DIRECTION –
Please pick out each line in the entries below that contains the word "window", and copy those lines.

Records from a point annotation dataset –

══════════════════════════════

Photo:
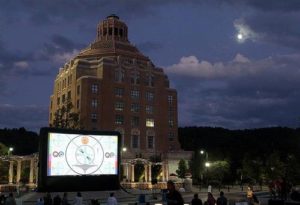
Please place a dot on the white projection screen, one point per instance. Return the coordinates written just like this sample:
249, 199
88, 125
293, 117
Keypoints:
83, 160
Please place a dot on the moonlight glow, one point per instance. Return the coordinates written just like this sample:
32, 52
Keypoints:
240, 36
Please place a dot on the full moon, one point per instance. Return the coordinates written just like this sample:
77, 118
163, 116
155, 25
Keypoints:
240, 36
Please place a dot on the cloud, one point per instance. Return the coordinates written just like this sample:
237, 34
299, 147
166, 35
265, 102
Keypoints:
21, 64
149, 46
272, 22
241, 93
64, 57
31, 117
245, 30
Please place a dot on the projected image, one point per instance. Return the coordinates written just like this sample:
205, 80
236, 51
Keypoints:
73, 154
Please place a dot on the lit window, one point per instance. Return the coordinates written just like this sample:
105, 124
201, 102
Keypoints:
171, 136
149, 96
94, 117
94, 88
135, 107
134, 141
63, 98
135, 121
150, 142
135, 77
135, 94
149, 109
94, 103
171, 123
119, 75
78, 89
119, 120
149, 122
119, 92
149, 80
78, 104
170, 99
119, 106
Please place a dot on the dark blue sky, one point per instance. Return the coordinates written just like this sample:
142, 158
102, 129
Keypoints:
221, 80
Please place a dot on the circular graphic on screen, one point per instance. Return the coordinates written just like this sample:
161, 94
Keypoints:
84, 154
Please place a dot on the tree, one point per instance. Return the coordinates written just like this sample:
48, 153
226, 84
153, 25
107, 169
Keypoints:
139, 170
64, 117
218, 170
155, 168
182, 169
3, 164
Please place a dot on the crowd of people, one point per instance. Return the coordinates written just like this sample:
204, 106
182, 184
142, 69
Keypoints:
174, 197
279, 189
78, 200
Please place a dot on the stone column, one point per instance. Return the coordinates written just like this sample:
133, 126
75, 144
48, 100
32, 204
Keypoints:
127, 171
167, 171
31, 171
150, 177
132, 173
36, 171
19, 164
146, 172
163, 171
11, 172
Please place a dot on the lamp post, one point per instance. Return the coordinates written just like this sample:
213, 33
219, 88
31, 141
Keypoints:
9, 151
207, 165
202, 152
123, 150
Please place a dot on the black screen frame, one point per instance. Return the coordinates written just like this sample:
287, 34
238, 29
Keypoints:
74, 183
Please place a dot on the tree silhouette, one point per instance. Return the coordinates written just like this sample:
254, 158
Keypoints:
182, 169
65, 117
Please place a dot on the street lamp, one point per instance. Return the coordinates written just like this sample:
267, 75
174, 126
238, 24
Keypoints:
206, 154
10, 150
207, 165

══════════════════════════════

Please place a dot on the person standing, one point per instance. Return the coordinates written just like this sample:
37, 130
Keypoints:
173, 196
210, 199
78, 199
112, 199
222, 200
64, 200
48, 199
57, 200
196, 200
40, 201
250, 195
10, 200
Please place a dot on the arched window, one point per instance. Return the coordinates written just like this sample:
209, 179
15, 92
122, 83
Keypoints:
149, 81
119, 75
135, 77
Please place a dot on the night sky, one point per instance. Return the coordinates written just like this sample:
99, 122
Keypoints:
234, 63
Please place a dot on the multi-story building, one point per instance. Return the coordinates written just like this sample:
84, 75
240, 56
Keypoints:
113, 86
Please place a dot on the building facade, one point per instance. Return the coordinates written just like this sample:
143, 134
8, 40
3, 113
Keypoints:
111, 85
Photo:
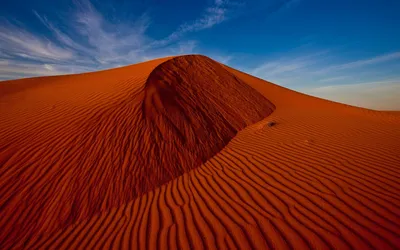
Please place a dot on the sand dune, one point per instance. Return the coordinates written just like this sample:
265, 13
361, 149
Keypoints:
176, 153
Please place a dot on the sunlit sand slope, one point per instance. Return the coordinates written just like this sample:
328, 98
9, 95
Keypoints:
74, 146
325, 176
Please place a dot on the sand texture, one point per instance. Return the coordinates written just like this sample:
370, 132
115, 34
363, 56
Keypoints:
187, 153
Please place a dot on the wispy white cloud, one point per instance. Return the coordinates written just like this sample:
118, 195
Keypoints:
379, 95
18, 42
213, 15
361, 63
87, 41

══════════════════════════════

COMPLETE OUTPUT –
Please place a dot on the lit window, one point per instance. Return the coordinates written just like this sample:
Please place a dot on the arched window, one point per instance. Return the coordinates written just like this sample:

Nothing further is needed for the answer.